Material provided:
⁂
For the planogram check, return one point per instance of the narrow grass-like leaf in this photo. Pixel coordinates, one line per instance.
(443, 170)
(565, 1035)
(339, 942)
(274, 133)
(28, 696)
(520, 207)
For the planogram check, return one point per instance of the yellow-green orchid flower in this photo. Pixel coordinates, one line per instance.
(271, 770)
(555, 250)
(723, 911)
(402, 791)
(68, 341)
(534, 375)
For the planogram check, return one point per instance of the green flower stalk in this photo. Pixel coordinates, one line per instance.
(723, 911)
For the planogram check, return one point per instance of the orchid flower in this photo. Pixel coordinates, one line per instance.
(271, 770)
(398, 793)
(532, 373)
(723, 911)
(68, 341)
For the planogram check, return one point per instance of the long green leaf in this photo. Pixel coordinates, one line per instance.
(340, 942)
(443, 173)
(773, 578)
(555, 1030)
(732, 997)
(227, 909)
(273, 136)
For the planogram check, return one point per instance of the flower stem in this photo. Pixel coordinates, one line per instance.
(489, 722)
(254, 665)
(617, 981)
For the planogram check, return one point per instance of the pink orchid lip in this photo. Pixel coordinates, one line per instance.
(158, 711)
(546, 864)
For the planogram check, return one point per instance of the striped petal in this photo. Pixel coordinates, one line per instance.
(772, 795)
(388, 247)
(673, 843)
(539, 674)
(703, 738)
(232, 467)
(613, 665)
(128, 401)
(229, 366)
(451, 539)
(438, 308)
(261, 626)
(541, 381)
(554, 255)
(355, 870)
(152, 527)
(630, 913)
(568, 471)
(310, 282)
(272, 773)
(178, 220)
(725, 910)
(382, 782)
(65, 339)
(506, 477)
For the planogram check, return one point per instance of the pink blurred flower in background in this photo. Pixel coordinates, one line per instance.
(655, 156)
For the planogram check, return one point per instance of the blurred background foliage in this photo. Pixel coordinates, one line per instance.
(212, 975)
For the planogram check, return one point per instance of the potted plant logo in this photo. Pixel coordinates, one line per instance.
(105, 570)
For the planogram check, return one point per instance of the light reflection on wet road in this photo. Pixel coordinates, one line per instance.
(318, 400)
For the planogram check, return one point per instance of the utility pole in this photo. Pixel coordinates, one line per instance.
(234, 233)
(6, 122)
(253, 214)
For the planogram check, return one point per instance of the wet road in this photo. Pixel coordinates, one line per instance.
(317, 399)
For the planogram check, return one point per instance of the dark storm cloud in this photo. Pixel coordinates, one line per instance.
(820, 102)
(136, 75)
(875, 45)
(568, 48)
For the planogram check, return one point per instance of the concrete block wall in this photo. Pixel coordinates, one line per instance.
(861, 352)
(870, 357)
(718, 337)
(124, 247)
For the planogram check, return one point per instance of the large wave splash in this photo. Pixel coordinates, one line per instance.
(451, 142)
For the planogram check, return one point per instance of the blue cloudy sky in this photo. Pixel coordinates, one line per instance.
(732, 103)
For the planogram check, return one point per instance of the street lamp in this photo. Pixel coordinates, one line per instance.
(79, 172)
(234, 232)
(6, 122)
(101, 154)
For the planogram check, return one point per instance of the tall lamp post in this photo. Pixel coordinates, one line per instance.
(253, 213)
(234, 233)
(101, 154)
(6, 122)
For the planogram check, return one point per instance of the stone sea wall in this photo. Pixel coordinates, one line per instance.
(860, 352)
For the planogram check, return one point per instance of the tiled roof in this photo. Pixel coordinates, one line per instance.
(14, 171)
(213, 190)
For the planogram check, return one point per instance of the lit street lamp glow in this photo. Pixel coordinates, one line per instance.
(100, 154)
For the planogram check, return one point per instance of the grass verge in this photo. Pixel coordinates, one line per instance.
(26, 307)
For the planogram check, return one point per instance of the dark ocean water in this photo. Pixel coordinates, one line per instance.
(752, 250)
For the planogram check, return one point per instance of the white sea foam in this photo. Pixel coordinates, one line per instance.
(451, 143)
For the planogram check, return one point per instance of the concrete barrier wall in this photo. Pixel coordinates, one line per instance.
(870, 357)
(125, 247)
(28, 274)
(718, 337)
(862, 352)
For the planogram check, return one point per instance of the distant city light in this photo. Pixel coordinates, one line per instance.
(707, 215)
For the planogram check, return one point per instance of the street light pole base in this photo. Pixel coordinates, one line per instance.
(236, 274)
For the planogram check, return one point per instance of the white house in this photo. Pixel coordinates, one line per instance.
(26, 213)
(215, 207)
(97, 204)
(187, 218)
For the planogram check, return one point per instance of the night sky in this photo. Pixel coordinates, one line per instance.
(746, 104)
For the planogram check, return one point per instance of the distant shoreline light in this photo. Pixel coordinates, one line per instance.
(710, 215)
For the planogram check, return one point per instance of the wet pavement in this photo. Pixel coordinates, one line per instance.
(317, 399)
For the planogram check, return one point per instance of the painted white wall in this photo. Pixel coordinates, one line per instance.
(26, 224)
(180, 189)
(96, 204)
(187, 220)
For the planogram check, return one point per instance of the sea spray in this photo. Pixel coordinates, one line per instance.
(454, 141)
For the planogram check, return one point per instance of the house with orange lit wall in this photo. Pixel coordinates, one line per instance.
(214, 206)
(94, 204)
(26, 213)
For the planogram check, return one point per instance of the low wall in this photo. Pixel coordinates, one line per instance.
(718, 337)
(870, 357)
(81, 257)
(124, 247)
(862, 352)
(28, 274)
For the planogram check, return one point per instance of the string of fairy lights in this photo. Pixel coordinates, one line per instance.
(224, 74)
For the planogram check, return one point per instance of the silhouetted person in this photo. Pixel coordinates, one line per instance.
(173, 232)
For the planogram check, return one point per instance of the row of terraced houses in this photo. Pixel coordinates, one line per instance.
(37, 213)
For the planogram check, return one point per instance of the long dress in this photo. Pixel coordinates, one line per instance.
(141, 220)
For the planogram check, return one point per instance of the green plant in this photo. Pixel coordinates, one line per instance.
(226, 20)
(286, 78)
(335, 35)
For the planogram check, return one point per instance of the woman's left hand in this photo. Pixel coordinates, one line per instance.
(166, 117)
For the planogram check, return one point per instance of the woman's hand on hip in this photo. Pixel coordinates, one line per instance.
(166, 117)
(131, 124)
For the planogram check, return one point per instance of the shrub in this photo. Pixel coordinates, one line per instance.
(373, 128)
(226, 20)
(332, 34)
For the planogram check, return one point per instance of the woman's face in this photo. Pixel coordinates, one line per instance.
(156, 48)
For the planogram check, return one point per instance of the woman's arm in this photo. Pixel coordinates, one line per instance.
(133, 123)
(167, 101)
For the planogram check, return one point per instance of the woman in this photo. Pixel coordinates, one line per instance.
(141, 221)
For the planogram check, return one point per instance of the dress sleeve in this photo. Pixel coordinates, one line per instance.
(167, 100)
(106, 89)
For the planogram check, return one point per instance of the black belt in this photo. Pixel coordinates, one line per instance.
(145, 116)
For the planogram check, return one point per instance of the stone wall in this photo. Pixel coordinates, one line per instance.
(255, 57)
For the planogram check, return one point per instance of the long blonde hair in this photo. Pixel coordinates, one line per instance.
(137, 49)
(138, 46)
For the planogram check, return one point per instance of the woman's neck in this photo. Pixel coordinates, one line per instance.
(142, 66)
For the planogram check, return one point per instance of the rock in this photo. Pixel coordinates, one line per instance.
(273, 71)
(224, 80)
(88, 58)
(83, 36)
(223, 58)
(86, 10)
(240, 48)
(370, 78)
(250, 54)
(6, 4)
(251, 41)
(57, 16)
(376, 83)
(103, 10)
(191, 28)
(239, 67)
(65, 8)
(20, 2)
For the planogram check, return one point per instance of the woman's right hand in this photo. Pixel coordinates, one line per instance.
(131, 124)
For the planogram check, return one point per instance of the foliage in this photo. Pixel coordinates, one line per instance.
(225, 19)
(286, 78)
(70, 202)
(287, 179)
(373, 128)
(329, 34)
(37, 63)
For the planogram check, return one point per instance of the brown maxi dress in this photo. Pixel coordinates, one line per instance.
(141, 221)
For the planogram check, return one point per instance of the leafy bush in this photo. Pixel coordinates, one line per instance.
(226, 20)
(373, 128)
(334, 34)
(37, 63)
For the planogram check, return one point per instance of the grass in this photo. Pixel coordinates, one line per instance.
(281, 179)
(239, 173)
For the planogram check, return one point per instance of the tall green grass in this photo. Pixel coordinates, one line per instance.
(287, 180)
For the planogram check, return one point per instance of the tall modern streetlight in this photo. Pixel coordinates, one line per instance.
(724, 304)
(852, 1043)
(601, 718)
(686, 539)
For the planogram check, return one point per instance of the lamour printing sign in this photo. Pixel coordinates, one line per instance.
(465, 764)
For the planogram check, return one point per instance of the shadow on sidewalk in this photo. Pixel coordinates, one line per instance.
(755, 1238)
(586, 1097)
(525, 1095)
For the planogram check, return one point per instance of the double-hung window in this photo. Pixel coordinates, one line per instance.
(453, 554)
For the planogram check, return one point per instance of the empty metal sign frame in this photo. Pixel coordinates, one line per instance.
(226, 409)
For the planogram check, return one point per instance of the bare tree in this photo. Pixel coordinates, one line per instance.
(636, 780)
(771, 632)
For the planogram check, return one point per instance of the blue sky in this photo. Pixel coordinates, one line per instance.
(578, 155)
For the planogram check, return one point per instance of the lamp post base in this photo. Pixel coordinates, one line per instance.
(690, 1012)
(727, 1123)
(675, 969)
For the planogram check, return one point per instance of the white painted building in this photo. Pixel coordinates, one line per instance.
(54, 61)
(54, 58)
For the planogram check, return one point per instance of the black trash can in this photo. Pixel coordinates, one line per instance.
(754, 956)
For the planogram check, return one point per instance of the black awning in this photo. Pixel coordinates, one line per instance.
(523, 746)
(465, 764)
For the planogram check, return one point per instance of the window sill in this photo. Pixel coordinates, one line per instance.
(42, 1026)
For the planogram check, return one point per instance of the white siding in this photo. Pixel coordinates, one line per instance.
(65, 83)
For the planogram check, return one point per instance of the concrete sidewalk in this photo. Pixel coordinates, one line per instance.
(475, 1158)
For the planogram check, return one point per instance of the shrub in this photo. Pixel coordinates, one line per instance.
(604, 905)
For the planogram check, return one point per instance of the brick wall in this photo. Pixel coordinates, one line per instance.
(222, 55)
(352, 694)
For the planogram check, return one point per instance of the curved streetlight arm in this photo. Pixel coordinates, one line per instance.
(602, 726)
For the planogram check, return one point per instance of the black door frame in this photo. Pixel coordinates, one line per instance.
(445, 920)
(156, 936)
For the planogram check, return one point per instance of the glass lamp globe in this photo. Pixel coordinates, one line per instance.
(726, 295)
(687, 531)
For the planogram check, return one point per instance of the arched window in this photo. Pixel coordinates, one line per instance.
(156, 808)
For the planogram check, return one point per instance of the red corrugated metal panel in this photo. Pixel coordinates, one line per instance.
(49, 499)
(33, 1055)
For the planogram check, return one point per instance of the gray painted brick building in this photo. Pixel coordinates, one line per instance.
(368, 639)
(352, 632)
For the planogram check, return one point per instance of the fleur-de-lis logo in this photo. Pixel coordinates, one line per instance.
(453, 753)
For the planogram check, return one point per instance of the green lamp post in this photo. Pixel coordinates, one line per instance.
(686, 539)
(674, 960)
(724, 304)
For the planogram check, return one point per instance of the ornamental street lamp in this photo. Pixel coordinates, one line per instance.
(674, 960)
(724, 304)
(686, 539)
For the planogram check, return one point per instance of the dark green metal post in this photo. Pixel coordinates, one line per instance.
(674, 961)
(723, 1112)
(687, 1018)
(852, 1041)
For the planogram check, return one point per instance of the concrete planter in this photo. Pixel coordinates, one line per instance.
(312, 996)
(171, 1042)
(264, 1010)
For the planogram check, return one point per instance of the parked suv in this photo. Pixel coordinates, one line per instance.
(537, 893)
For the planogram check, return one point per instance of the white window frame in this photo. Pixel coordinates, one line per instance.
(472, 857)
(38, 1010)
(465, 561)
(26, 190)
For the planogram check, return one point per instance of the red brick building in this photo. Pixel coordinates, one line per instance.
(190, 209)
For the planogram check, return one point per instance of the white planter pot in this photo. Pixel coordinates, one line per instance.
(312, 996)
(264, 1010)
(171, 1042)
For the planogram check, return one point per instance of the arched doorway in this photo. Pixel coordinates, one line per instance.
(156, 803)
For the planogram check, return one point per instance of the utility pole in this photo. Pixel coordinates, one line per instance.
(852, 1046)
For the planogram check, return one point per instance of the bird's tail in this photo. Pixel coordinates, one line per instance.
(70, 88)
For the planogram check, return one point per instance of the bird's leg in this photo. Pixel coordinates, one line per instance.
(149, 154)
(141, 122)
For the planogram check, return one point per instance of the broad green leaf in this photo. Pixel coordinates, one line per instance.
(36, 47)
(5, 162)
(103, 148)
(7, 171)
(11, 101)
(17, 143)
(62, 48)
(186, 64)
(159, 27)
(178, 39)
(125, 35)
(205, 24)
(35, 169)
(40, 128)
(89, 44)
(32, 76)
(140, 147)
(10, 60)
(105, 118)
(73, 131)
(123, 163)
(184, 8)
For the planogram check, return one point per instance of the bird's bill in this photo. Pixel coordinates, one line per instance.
⁂
Set exercise: Repeat word for word the lines running from the line containing "the bird's tail" to the end of the entries above, inclusive.

Right answer:
For the planogram check, return one point per instance of the bird's tail in this photo. Pixel coordinates, one line per instance.
(70, 88)
For the planogram check, return one point per instance of the bird's leg in this photo. Pixel coordinates, one line per instance.
(149, 154)
(141, 122)
For the planogram check, return one point per instance of the broad green leaf in this photo. Pixel coordinates, one line per instance.
(36, 47)
(5, 162)
(103, 148)
(7, 171)
(11, 101)
(17, 143)
(62, 48)
(186, 64)
(159, 27)
(178, 39)
(125, 35)
(205, 24)
(35, 169)
(40, 128)
(89, 44)
(32, 76)
(140, 147)
(10, 60)
(105, 118)
(73, 131)
(123, 163)
(184, 8)
For the planogram check, return one point per instance of the bird's bill in this photo. Pixel coordinates, one line per instance.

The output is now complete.